▸ **Job**: Reproduce each of the records below line for line, keeping every character unchanged.

::: Records to use :::

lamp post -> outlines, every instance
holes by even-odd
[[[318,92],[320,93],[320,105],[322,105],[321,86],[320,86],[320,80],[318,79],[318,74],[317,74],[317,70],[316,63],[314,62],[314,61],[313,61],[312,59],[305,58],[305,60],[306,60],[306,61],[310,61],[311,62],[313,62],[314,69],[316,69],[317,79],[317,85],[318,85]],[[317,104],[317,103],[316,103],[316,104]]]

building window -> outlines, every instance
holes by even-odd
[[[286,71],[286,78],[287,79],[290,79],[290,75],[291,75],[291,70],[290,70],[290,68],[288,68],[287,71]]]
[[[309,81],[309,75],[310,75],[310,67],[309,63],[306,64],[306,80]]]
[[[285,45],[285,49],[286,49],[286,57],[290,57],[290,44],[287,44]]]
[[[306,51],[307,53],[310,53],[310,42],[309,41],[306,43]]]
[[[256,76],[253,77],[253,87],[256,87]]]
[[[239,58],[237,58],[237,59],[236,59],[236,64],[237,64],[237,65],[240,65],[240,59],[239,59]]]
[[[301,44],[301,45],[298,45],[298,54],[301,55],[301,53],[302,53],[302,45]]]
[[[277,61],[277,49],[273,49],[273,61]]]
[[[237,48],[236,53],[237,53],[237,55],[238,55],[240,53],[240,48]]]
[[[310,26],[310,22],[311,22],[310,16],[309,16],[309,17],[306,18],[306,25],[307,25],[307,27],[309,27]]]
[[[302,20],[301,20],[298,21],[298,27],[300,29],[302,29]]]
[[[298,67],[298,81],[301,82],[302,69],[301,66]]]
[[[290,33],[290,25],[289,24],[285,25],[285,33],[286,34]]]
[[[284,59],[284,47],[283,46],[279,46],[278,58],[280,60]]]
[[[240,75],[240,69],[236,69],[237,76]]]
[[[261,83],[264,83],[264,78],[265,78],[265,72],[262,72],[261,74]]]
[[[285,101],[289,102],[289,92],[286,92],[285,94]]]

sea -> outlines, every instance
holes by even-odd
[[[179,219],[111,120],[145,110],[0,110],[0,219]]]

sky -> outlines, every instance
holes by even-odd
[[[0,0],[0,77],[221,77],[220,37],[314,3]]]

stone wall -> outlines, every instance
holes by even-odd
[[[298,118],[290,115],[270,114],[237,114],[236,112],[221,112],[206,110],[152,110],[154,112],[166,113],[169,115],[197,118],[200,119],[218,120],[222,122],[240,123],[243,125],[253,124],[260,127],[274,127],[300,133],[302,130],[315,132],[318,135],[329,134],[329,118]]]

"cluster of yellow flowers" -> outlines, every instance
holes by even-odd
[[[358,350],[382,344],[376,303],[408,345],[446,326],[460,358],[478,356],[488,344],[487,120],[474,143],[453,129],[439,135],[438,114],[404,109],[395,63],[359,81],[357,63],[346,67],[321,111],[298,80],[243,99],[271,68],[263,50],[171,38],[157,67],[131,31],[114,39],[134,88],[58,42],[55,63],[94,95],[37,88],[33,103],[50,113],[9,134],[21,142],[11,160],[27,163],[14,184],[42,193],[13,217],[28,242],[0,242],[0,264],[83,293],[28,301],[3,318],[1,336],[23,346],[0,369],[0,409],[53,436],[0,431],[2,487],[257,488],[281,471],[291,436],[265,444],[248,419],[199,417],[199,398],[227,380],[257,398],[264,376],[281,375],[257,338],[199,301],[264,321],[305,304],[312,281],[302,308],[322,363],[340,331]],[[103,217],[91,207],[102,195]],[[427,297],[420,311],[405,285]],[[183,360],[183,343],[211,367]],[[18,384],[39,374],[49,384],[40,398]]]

:::

▸ **Complete answer**:
lamp post -> outlines, every instance
holes by even-odd
[[[318,92],[320,93],[320,105],[322,105],[321,86],[320,86],[320,80],[318,79],[318,74],[317,74],[317,70],[316,63],[314,62],[314,61],[313,61],[312,59],[305,58],[305,60],[306,60],[306,61],[310,61],[311,62],[313,62],[314,69],[316,69],[317,79],[317,85],[318,85]],[[317,104],[317,103],[316,103],[316,104]]]

building window -> outlines, every instance
holes by even-odd
[[[286,71],[286,78],[287,79],[290,79],[290,75],[291,75],[291,70],[290,70],[290,68],[288,68],[287,71]]]
[[[309,81],[309,75],[310,75],[310,67],[309,63],[306,64],[306,80]]]
[[[285,45],[285,49],[286,49],[286,57],[290,57],[290,44],[287,44]]]
[[[306,51],[307,53],[310,53],[310,42],[309,41],[306,43]]]
[[[256,76],[253,77],[253,87],[256,87]]]
[[[239,58],[237,58],[237,59],[236,59],[236,64],[237,64],[237,65],[240,65],[240,59],[239,59]]]
[[[301,44],[301,45],[298,45],[298,54],[301,55],[301,53],[302,53],[302,45]]]
[[[277,61],[277,49],[273,49],[273,61]]]
[[[237,48],[236,53],[237,53],[237,55],[238,55],[240,53],[240,48]]]
[[[310,26],[310,22],[311,22],[310,16],[309,16],[309,17],[306,18],[306,25],[307,25],[307,27],[309,27]]]
[[[302,20],[301,20],[298,21],[298,27],[300,29],[302,29]]]
[[[298,67],[298,81],[301,82],[302,69],[301,66]]]
[[[290,33],[290,25],[289,24],[285,25],[285,33],[286,34]]]
[[[284,59],[284,47],[283,46],[279,46],[278,58],[280,60]]]
[[[240,75],[240,69],[236,69],[237,76]]]
[[[261,83],[264,83],[264,78],[265,78],[265,72],[262,72],[261,74]]]
[[[285,101],[289,102],[289,92],[286,92],[285,94]]]

sea -> outlines, every instance
holes by even-odd
[[[179,219],[111,120],[145,110],[0,110],[0,219]]]

sky -> outlines, every instance
holes by even-odd
[[[0,0],[0,77],[221,77],[220,37],[314,3]]]

stone wall -> outlines, every instance
holes by even-odd
[[[298,118],[290,115],[270,114],[237,114],[236,112],[221,112],[206,110],[152,110],[154,112],[166,113],[169,115],[197,118],[200,119],[218,120],[222,122],[240,123],[243,125],[253,124],[260,127],[274,127],[300,133],[302,130],[315,132],[318,135],[329,134],[329,118]]]

"cluster of yellow flowers" -> outlines, every instance
holes by even-odd
[[[358,350],[382,344],[376,303],[408,345],[446,326],[460,358],[478,356],[488,344],[487,120],[474,143],[453,129],[439,135],[438,114],[404,109],[395,63],[359,81],[357,63],[346,67],[321,111],[298,80],[243,99],[271,68],[263,50],[171,38],[157,67],[131,31],[114,39],[134,88],[58,42],[55,63],[94,95],[37,88],[33,103],[50,113],[9,134],[21,142],[11,160],[27,163],[14,184],[42,193],[13,217],[28,242],[0,242],[0,264],[83,293],[28,301],[3,318],[1,336],[23,346],[0,369],[0,409],[53,436],[0,431],[2,487],[257,488],[281,471],[291,436],[265,444],[248,419],[199,417],[199,398],[227,380],[257,398],[264,376],[281,375],[257,338],[199,301],[264,321],[305,304],[312,281],[302,308],[322,363],[340,331]],[[103,217],[91,207],[102,195]],[[427,297],[420,311],[405,285]],[[183,360],[183,343],[211,367]],[[18,384],[39,374],[49,384],[40,398]]]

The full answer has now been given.